» **Problem requirements**
Convert the rows below into a JSON list of strings, with each line as its own string and blank lines omitted.

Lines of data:

--*--

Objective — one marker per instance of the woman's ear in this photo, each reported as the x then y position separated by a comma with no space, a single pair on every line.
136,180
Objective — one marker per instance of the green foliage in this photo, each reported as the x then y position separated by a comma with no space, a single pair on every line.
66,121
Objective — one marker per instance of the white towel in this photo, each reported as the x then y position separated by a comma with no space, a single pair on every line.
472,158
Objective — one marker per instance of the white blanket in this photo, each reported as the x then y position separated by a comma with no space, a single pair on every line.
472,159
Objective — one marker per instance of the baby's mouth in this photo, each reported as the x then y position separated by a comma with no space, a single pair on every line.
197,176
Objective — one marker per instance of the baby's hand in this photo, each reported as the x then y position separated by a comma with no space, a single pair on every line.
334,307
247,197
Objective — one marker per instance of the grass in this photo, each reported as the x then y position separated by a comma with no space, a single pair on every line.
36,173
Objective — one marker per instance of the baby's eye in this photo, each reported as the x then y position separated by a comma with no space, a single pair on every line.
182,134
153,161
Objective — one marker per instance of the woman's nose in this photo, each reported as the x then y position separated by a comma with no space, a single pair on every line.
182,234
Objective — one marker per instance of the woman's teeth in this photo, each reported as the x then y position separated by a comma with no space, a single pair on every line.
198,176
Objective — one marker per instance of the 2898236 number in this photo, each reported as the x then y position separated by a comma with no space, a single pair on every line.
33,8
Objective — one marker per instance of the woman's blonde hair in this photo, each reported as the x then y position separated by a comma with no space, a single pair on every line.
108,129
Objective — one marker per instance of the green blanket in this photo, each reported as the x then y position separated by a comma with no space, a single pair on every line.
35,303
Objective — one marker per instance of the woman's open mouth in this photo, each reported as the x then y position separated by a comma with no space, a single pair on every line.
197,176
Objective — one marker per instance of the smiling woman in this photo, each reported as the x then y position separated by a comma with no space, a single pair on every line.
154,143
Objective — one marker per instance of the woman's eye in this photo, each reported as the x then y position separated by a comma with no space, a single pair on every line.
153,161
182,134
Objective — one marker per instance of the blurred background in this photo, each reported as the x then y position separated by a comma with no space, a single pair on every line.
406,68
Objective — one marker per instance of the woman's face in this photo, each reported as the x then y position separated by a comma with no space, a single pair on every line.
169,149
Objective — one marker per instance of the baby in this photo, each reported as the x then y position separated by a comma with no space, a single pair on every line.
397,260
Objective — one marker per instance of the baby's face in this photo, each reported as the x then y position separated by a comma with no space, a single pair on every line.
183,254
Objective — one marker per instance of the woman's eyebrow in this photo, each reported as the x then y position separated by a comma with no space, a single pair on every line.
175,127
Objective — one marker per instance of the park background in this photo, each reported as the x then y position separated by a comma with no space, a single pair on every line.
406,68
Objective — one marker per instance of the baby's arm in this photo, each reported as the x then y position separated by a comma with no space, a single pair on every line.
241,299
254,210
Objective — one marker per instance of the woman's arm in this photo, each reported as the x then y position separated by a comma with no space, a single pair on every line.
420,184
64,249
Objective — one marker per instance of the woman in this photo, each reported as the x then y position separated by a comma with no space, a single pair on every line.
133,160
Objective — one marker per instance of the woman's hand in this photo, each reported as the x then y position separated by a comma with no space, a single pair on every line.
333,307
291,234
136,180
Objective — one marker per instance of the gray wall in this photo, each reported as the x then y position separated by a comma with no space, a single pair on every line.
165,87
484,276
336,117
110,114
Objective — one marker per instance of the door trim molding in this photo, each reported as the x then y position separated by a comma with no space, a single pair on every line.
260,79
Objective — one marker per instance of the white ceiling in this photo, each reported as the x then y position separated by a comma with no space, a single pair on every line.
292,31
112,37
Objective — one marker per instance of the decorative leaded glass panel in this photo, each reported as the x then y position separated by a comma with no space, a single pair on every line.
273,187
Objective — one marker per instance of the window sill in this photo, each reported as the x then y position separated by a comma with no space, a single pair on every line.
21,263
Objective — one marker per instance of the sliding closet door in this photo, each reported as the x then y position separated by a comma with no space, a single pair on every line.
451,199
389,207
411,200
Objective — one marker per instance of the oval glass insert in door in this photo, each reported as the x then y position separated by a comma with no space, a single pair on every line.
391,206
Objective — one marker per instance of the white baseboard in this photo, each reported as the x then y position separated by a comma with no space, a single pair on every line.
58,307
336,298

--*--

» **Solution to the problem**
[
  "Objective — one marker per instance of the woman's ear in this photo, each reported as the x then y position separated by a comma with no space, a single pair on every line.",
  "136,180",
  "Objective — one marker per instance of the green foliage in this photo, each reported as the x then y position separated by a comma with no space, a single pair on every line.",
  "66,121",
  "Objective — one marker per instance of the white towel in this photo, each reported as the x then y position separated by a comma with no space, a single pair on every line.",
  "472,158",
  "Objective — one marker per instance of the white blanket in this photo, each reported as the x then y position separated by a comma with no space, a single pair on every line.",
  "472,159",
  "Objective — one marker per instance of the baby's mouth in this photo, each reported as the x then y position separated by a comma with no space, a single pair on every line.",
  "197,176",
  "Objective — one marker per instance of the baby's hand in this photo, each reported as the x then y position separated by a comma with no space, a single pair on every line.",
  "334,307",
  "247,197",
  "Objective — one marker per instance of the grass in this photo, each reported as the x then y position separated by a comma with no space, a single pair on every line.",
  "36,173",
  "Objective — one marker per instance of the baby's eye in this photo, each reported as the x then y position separated by a comma with no space, a single pair on every line.",
  "182,134",
  "153,161",
  "Objective — one marker per instance of the woman's nose in this photo, each reported as the x then y position separated by a comma with no space, a single pair on every line.",
  "182,234",
  "Objective — one marker per instance of the woman's teeth in this photo, each reported as the x then y position separated by a comma with no space, a single pair on every line.",
  "198,176",
  "Objective — one marker per instance of the 2898236 number in this photo, each reported as the x then y position separated by a comma with no space, a single pair on every line.",
  "33,8",
  "Objective — one marker per instance of the woman's blonde hair in this photo, each reported as the x then y position separated by a comma with no space, a single pair on every line.",
  "108,129",
  "Objective — one marker per instance of the green blanket in this photo, each reported as the x then y position separated by a comma with no space, a single pair on every line.",
  "35,303",
  "Objective — one marker per instance of the woman's open mouth in this photo, each reported as the x then y position separated by a comma with no space, a single pair on every line.",
  "197,176",
  "Objective — one marker per instance of the smiling woman in this photo, each reported as the x then y position separated by a comma with no space, a single pair on every line.",
  "154,143",
  "Objective — one marker per instance of the woman's eye in this photo, each reported as the x then y position separated by a comma with no space, a single pair on every line.",
  "153,161",
  "182,134",
  "Objective — one marker per instance of the blurred background in this photo, each reported as the x then y position separated by a comma with no space, a single pair on every line.",
  "406,68",
  "Objective — one marker per instance of the woman's face in this photo, each reported as the x then y position separated by a comma with no space, a single pair on every line.",
  "169,149",
  "Objective — one marker per instance of the baby in this photo, each reported as the x then y position separated by a comma with no space, a single pair on every line.",
  "397,260",
  "Objective — one marker per instance of the baby's face in this photo, each reported as the x then y position separated by a comma with no space, a single pair on every line.",
  "183,254",
  "Objective — one marker per instance of the woman's eyebrow in this photo, each reported as the x then y position separated by a comma with no space, a single pair on every line.",
  "175,127",
  "Objective — one marker per instance of the park background in this photo, each reported as the x then y position separated by a comma with no space, a single pair on every line.",
  "406,68",
  "Objective — one marker per instance of the baby's arm in this photo, each reported as the x then y position separated by a comma with no space, a single pair on every line.",
  "241,299",
  "254,210",
  "Objective — one marker per instance of the woman's arm in this photo, each reported as the x then y position separated by a comma with no space, a single pair on every line.",
  "420,184",
  "64,249",
  "Objective — one marker per instance of the woman in this photo, each reported as the x then y position separated by a comma with no space, a single pair on every line.",
  "133,160",
  "Objective — one marker per instance of the woman's hand in this photo, each reported as the x then y position separated by a comma with no space, a single pair on every line.",
  "333,307",
  "291,234",
  "136,180",
  "Objective — one marker per instance of the gray wall in this photo, each reported as the x then y position separated by a comma with no space, a single pair on every line.",
  "165,87",
  "484,276",
  "336,117",
  "110,114",
  "Objective — one marker per instance of the door trim molding in this photo, each reported as the x then y position separated by a comma with no space, a single pair on every line.",
  "260,79",
  "Objective — one marker per instance of the white ceiling in this photo, each reported as the x then y position separated by a comma with no space, a single pair on every line.",
  "292,31",
  "112,37",
  "Objective — one marker per instance of the decorative leaded glass panel in this photo, each reported as the x then y position separated by a comma with no space, a single pair on every line.",
  "273,187",
  "Objective — one marker per instance of the window sill in this photo, each reported as the x then y position separated by a comma with no space, a single pair on every line.",
  "21,263",
  "Objective — one marker per instance of the sliding closet door in this photo, each reported as the x then y position separated by a comma with no space, a single pair on every line.",
  "451,199",
  "389,207",
  "411,200",
  "Objective — one marker per instance of the oval glass insert in door in this photo, each reported as the x then y position separated by a comma with no space, a single pair on every line.",
  "391,206",
  "Objective — one marker per instance of the white baseboard in this photo, each reported as the x then y position separated by a comma with no space, a single pair on every line.",
  "58,307",
  "336,298"
]